§ TASK GOAL:
Rewrite every one of the entries below, replacing "one dot per instance" with "one point for each instance" and leaving everything else unchanged.

§ PROVIDED DATA:
********

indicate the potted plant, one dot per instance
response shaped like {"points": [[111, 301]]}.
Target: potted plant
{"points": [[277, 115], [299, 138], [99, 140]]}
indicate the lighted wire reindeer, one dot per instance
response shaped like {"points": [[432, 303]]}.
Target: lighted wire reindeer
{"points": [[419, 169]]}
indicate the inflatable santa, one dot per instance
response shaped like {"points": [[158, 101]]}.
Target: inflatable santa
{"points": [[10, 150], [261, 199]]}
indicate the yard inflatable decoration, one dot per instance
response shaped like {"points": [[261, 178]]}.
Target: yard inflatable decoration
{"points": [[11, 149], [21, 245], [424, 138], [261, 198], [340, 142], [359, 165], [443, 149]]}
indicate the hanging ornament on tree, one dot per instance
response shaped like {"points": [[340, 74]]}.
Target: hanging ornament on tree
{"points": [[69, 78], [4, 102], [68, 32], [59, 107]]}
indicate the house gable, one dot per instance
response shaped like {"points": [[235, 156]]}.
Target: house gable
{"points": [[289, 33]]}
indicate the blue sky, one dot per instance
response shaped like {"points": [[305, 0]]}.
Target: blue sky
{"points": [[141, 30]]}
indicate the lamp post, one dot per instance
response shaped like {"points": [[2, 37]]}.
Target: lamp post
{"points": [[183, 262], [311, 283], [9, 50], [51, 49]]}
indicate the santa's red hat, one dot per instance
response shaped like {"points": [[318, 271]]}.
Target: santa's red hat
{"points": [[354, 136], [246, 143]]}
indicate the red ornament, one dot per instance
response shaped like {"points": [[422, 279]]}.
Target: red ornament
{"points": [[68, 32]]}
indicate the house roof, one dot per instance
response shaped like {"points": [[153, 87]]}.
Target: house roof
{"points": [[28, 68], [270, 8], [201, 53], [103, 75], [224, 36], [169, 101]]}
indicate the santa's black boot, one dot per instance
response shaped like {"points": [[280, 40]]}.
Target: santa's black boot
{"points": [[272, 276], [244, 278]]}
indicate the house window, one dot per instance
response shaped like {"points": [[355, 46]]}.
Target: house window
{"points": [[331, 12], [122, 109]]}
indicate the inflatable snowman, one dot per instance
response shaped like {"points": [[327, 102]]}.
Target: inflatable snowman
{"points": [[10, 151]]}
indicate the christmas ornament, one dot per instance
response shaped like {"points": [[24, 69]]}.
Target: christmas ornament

********

§ FINAL RESULT:
indicate the potted plant, one point for each instance
response shaped like {"points": [[111, 301]]}.
Target: potted plant
{"points": [[277, 115], [299, 138], [99, 140]]}
indicate the lighted wire reindeer, one point for each instance
response shaped like {"points": [[432, 303]]}.
Target: lighted wire reindeer
{"points": [[419, 169]]}
indicate the inflatable santa, one point for each instance
response shaped like {"points": [[158, 101]]}.
Target: inflatable santa
{"points": [[10, 150], [261, 199]]}
indicate the yard inflatable decoration, one point for each instance
response shaped like {"points": [[261, 178]]}.
Target: yard inflatable decoration
{"points": [[11, 149], [21, 245], [424, 138], [261, 198], [340, 142], [359, 165], [443, 149]]}
indicate the hanging ornament on tree, one point for each instance
response shaped like {"points": [[340, 74]]}.
Target: hanging ornament on tree
{"points": [[69, 78], [4, 102], [68, 32], [59, 107]]}
indicate the house gable, one point for each instance
response shaped like {"points": [[235, 156]]}.
Target: house gable
{"points": [[289, 33]]}
indicate the blue sky, one point for each instance
response shaped like {"points": [[305, 0]]}.
Target: blue sky
{"points": [[141, 30]]}
indicate the lamp post, one point for each instance
response shaped like {"points": [[2, 37]]}.
Target: lamp post
{"points": [[183, 262], [311, 283], [9, 50], [51, 49]]}
indicate the santa's red hat, one point for each instance
response shaped like {"points": [[318, 271]]}.
Target: santa's red hat
{"points": [[354, 136], [246, 143]]}
indicate the red ornament, one point for each instance
response shaped like {"points": [[422, 279]]}.
Target: red ornament
{"points": [[68, 32]]}
indicate the house roof, one point for each instance
response shaped like {"points": [[153, 87]]}.
Target: house roof
{"points": [[28, 68], [270, 8], [201, 53], [103, 75], [224, 36], [169, 101]]}
indicate the santa's black boot, one point for each instance
response shaped like {"points": [[280, 40]]}.
Target: santa's black boot
{"points": [[272, 276], [244, 278]]}
indicate the house window, one point for each instance
response shaped like {"points": [[355, 46]]}.
Target: house window
{"points": [[331, 12], [122, 109]]}
indicate the inflatable snowman, one point for each instance
response shaped like {"points": [[327, 102]]}.
Target: inflatable snowman
{"points": [[10, 151]]}
indicate the christmas ornament, one point for each instance
response shaped like {"points": [[24, 69]]}.
Target: christmas ornament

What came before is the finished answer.